>>>

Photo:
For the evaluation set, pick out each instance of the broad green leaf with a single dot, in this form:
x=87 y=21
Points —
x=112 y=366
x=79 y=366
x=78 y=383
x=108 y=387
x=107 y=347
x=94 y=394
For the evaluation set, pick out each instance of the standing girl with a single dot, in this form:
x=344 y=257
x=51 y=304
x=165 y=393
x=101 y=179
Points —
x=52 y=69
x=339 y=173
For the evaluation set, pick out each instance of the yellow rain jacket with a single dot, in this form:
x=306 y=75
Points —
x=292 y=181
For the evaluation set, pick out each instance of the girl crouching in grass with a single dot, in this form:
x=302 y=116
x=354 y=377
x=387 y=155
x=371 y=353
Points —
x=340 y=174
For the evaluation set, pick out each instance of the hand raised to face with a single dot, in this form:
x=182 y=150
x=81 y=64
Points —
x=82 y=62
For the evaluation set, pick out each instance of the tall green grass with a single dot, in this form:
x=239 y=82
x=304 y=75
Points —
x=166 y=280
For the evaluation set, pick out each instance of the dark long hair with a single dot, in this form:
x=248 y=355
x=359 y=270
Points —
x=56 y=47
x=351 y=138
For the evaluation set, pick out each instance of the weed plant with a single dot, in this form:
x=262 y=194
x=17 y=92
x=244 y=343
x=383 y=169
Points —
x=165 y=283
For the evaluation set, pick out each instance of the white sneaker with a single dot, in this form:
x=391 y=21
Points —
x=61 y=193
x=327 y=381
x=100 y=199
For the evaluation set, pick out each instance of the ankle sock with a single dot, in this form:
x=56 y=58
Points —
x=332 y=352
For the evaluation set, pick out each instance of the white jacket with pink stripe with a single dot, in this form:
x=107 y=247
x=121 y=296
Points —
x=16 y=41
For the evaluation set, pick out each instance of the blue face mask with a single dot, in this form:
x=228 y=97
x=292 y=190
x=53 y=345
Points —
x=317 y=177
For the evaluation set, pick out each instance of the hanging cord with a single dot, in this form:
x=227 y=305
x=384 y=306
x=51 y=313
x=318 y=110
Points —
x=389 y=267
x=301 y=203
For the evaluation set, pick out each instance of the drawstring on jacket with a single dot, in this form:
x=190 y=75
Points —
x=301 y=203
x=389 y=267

<<<

Lay out the rows, starting at the line containing "For the evaluation set, pick out each instance of the drawstring" and ending at the last line of the rows, as a Markdown table with the columns No. and Line. Skip any blank lines.

- _RESULT OF THE EXERCISE_:
| No. | Line |
|---|---|
| 1 | For the evaluation set, pick out each instance of the drawstring on jacket with a single dot, in this form: |
| 2 | x=190 y=75 |
| 3 | Points — |
| 4 | x=301 y=203 |
| 5 | x=389 y=267 |